[What you will do] Repeat the listing that follows, character for character, minus the pictures.

Entries from a pointing dataset
-- start --

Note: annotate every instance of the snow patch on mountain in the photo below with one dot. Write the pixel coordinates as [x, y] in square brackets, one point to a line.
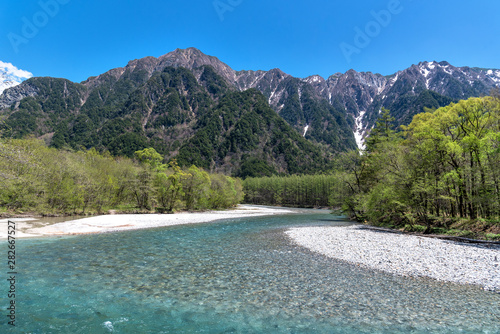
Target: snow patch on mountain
[359, 133]
[11, 76]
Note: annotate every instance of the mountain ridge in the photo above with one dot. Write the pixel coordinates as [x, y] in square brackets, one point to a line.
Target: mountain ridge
[320, 109]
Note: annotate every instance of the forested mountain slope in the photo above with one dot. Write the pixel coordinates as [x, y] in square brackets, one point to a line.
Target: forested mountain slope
[160, 102]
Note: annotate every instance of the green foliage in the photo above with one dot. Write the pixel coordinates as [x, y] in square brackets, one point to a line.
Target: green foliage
[445, 164]
[298, 191]
[47, 180]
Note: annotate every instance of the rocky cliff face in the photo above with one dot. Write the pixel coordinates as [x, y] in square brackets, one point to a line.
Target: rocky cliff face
[329, 111]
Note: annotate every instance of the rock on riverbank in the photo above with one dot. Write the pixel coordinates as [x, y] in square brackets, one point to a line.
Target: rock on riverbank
[405, 254]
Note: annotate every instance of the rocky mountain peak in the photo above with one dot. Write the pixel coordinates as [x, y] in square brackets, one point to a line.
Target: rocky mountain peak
[11, 76]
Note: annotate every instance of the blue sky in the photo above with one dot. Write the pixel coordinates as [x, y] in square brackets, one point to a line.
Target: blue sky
[76, 39]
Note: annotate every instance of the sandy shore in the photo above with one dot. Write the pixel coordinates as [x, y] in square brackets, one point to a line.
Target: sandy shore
[30, 227]
[405, 254]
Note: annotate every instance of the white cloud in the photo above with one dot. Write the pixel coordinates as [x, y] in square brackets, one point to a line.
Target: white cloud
[11, 69]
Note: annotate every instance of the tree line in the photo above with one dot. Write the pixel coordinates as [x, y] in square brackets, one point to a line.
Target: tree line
[442, 168]
[39, 179]
[442, 171]
[295, 190]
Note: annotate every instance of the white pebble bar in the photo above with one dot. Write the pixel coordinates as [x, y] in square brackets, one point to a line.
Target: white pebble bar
[405, 254]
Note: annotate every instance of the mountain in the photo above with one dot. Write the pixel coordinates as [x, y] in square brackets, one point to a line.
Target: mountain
[165, 102]
[11, 76]
[192, 115]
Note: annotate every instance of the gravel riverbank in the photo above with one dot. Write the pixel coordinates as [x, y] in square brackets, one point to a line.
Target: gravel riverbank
[405, 254]
[29, 227]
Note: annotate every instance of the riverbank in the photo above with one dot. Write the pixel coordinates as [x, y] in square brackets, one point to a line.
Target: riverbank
[31, 227]
[405, 255]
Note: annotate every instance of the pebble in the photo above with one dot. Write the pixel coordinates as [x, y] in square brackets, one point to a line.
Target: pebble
[405, 255]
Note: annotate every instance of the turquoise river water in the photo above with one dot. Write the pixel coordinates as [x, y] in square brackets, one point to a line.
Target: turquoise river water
[232, 276]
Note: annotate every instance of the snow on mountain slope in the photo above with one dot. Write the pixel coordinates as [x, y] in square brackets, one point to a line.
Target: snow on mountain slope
[11, 76]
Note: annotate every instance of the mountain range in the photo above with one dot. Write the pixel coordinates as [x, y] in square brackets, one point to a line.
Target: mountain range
[10, 76]
[195, 107]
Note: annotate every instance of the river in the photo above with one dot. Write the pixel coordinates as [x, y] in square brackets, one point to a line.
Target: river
[233, 276]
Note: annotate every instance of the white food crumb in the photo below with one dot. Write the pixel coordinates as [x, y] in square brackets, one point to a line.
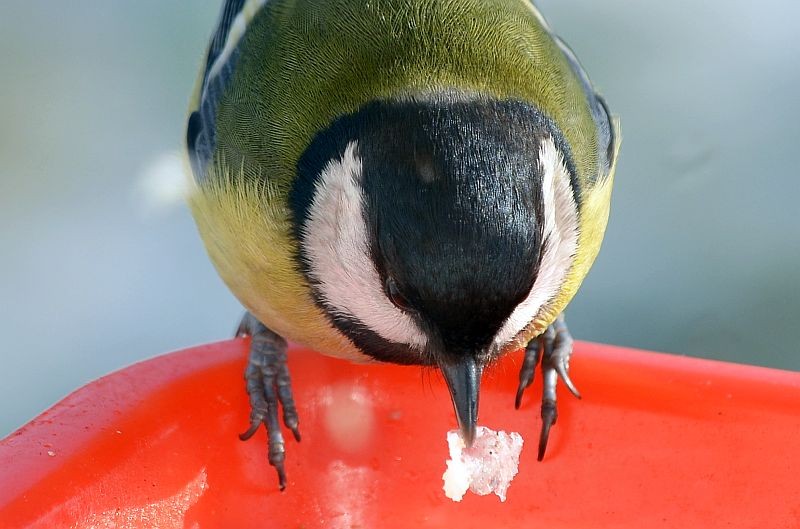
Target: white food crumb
[487, 466]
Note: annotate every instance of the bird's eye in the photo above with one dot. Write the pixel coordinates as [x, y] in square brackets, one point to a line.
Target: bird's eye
[397, 298]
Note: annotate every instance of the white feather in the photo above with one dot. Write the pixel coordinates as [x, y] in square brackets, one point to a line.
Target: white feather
[560, 232]
[335, 240]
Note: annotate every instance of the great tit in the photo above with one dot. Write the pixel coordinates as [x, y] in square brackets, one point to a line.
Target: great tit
[410, 181]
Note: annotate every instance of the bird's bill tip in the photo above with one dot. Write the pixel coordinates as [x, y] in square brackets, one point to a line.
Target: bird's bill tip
[463, 378]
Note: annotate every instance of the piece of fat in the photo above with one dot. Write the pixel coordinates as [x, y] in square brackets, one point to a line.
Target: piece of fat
[488, 466]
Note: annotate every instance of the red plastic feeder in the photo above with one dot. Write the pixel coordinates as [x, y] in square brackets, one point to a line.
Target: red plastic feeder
[657, 441]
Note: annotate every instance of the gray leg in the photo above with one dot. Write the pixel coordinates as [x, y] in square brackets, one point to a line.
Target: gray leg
[553, 347]
[268, 383]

-- end --

[Result for this task]
Note: annotate every instance of the snow patch on mountain in the photo below with one dot. Write the pixel coordinates as [x, y] in square brackets, one point to a line.
Target: snow patch on mountain
[359, 133]
[11, 76]
Note: annotate every instance of the mountain ridge in the photo above with one dot. Write the pixel coordinates as [x, y] in square brackets, one point to a line.
Target: mountain ridge
[320, 109]
Note: annotate every instance of the forested mountain slope in the photo above with one dot. Write the pixel coordinates as [x, y] in square brackets, one point to a line.
Target: forested mountain slope
[160, 102]
Note: annotate every instance of the green foliage in the photo above with one dot. Write the pixel coordinates as [x, y] in square brackets, one point to a line.
Target: green foliage
[445, 164]
[298, 191]
[47, 180]
Note: annotate every instance of the rocky cliff face in the photo above with one dot. Write the pixel coordinates as [x, y] in square brackets, one point to a line.
Target: rocky cliff face
[329, 111]
Note: annotate every instance of the rock on riverbank in the photo above with one dot. Write the pixel coordinates as [x, y] in square brackets, one point to a line.
Target: rock on riverbank
[405, 254]
Note: annotate every instance of the rocky mountain peak in the photo above with one dot. Write the pixel coordinates as [x, y] in square brackets, one point to a line.
Target: rocky mountain peak
[11, 76]
Note: annotate every instance of the blue sky in the photo above with one dot. Write the pixel coordinates as [x, y] in square brackets, one point to a line.
Target: blue sky
[76, 39]
Note: annotate every instance of the sandy shore in the photo above with one dot. Write the pixel coordinates as [x, y] in square brackets, one point to a line.
Target: sandy shore
[30, 227]
[405, 254]
Note: annotate every instance of the white cloud in the photo above with one dot. Write the pixel coordinates as [x, y] in square brackets, one point to a line.
Target: white cloud
[11, 69]
Note: annotate every instance of the tree line in the photo above with one dot. Write the pixel coordinates as [x, y] in square brackets, one point to a line.
Target: tree line
[442, 168]
[39, 179]
[442, 171]
[295, 190]
Note: annotate every instance of the white pebble bar in the photo above with one dot. Write the pixel coordinates as [x, y] in square brackets, one point to a line.
Target: white pebble bar
[405, 254]
Note: annotate every instance of the mountain in the photo above with one dot. Write the pixel coordinates as [x, y] in square brackets, one point to a line.
Target: mountain
[165, 102]
[11, 76]
[192, 115]
Note: annotate every instance of the gravel riverbank in the photo above with one dot. Write the pixel coordinates as [x, y] in square brackets, one point to a line.
Target: gravel riverbank
[405, 254]
[29, 227]
Note: annotate every instance of the riverbank in the photo above with one dot. Write the pixel coordinates as [x, y] in square brackets, one point to a line.
Target: riverbank
[31, 227]
[405, 255]
Note: annotate every instance of the pebble in the photo above with one dot. Write the pixel coordinates as [x, y] in square brackets, one point to a line.
Target: pebble
[405, 255]
Note: annotate every instance of the turquoise river water in the photo above with one dot. Write the pixel coordinates as [x, y] in square brackets, one point to a line.
Target: turquoise river water
[232, 276]
Note: annotate every instance of the snow on mountain slope in the photo above with one dot. Write the pixel coordinates as [x, y] in square brackets, one point to a line.
Target: snow on mountain slope
[11, 76]
Note: annotate every instance of the mountain range in the photo above with one dot. Write the pixel coordinates as [x, y] in square brackets, one point to a line.
Target: mountain range
[10, 76]
[195, 107]
Note: annotate every instance of the river in the photo above with one dot. Write the pixel coordinates as [x, y] in square brackets, one point to a line.
Target: river
[233, 276]
Note: annotate every instance of the white food crumb in the photo below with one dot. Write the pixel coordinates as [x, y] in square brackets, one point to a line.
Target: white food crumb
[487, 466]
Note: annotate every instance of the bird's eye in the photo above with one dot. Write the pixel coordinates as [x, y] in square brackets, one point to a line.
Target: bird's eye
[397, 298]
Note: annotate every instance of the white feather in the photo above with one dot. Write the pixel coordinates as [x, y] in square brackets, one point to a line.
Target: white feather
[560, 232]
[335, 240]
Note: annotate every instance of the great tit in the photo above with one dot. Write the pixel coordinates as [x, y] in square brackets, one point to a line.
Target: great tit
[410, 181]
Note: annotate every instance of the bird's bill tip in the photo above with one dot. Write the pixel coordinates as [x, y] in square brackets, one point to a line.
Target: bird's bill tip
[463, 378]
Note: annotate every instance of the piece of fat in the photo above with one dot. Write the pixel coordinates as [x, y] in square brackets, one point to a line.
Target: piece of fat
[488, 466]
Note: annotate every instance of the red plastic feeder in the photo above with one dot. Write the pixel coordinates as [x, y] in square brackets, one point to a line.
Target: red plastic feeder
[657, 441]
Note: annotate every instance of the gray leg in the photo above with one dot. Write the pixel coordinates as [x, y] in square brackets, one point to a line.
Target: gray leg
[553, 347]
[268, 383]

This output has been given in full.